◆ TASK SET
**1)** According to the cloud file storage passage, how many concurrent connected devices must the system handle?
**2)** Extract every line of the records that contains the string "instance", matching case exactly.

◆ SOURCE PASSAGE
System Design Interview: Design Dropbox / Google Drive (Cloud File Storage)
Cloud file storage like Dropbox or Google Drive is a popular system design question testing file chunking, sync protocols, conflict resolution, and large-scale object storage. Commonly asked at Dropbox, Google, Microsoft (OneDrive), Box, and Apple (iCloud).
Requirements Clarification
Functional Requirements
- Upload, download, delete files and folders
- Sync files across multiple devices automatically
- Share files/folders with other users (view, edit permissions)
- Version history: restore previous file versions
- Offline access: changes sync when device comes online
- Collaboration: multiple users editing simultaneously (Google Docs scope: simplified)
Non-Functional Requirements
- Scale: 500M users, 50 PB total storage, 10M concurrent connected devices
- File sizes: small (KB) to large (GB)

◆ EXTRACTED MATERIAL
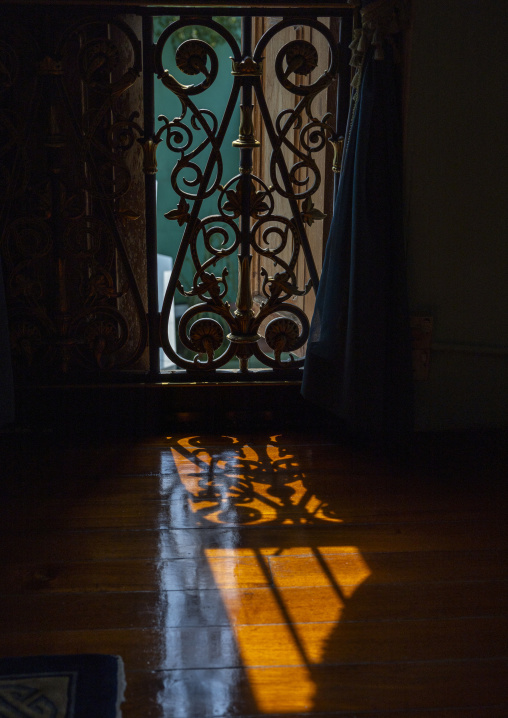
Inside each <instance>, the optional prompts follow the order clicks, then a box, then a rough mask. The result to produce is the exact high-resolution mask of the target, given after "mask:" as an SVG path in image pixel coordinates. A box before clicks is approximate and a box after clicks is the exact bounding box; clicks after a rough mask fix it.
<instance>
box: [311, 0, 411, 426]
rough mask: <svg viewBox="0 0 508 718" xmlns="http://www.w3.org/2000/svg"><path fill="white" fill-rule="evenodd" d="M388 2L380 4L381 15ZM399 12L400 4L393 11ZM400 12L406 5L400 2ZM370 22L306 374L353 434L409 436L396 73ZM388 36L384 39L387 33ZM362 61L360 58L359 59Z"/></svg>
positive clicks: (399, 97)
mask: <svg viewBox="0 0 508 718" xmlns="http://www.w3.org/2000/svg"><path fill="white" fill-rule="evenodd" d="M382 5H384V6H385V7H386V5H387V3H386V2H385V1H384V0H378V2H376V3H374V5H373V6H372V7H374V6H376V7H380V6H382ZM388 5H390V6H391V9H392V10H393V9H394V7H395V6H396V5H397V3H396V2H394V1H393V0H391V2H389V3H388ZM399 6H400V2H399ZM362 15H363V20H364V22H363V25H362V31H360V32H357V34H356V37H355V41H354V43H353V46H352V47H353V62H355V61H356V62H355V64H359V65H361V68H360V70H359V71H358V73H357V78H361V79H360V82H359V86H358V89H357V94H356V101H355V103H354V105H353V108H352V113H351V119H350V123H349V128H348V130H349V133H348V134H349V136H348V137H347V138H346V151H345V156H344V161H343V167H342V173H341V178H340V182H339V188H338V193H337V197H336V201H335V207H334V215H333V219H332V224H331V228H330V234H329V237H328V243H327V248H326V252H325V260H324V265H323V271H322V276H321V280H320V285H319V289H318V293H317V298H316V308H315V312H314V316H313V320H312V325H311V333H310V338H309V343H308V348H307V358H306V363H305V367H304V377H303V384H302V393H303V395H304V397H305V398H307V399H309V400H310V401H312V402H314V403H317V404H318V405H320V406H322V407H323V408H325V409H329V410H331V411H332V412H333V413H335V414H336V415H337V417H338V418H339V420H341V423H342V424H343V425H344V427H345V428H346V429H347V430H349V431H350V432H351V433H352V434H353V435H359V436H362V437H370V436H376V437H379V436H390V437H397V436H400V434H401V433H406V432H408V431H410V430H411V428H412V371H411V345H410V329H409V316H408V300H407V289H406V277H405V247H404V237H403V216H402V152H401V145H402V129H401V117H400V97H401V92H400V86H399V84H400V83H399V70H398V68H397V66H396V59H397V57H396V49H395V47H394V44H393V42H391V36H390V35H389V32H390V30H391V29H393V27H392V26H393V24H394V19H395V20H396V18H395V15H394V13H393V12H390V8H388V13H386V12H385V13H384V16H383V17H384V20H385V23H384V26H383V25H382V24H381V27H380V24H379V23H376V22H373V21H372V15H370V18H371V20H370V25H369V16H367V18H366V17H365V14H364V13H363V12H362ZM383 29H384V32H381V31H382V30H383ZM359 56H360V57H359Z"/></svg>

◆ RESPONSES BY TASK
**1)** 10 million concurrent connected devices.

**2)**
Inside each <instance>, the optional prompts follow the order clicks, then a box, then a rough mask. The result to produce is the exact high-resolution mask of the target, given after "mask:" as an SVG path in image pixel coordinates. A box before clicks is approximate and a box after clicks is the exact bounding box; clicks after a rough mask fix it.
<instance>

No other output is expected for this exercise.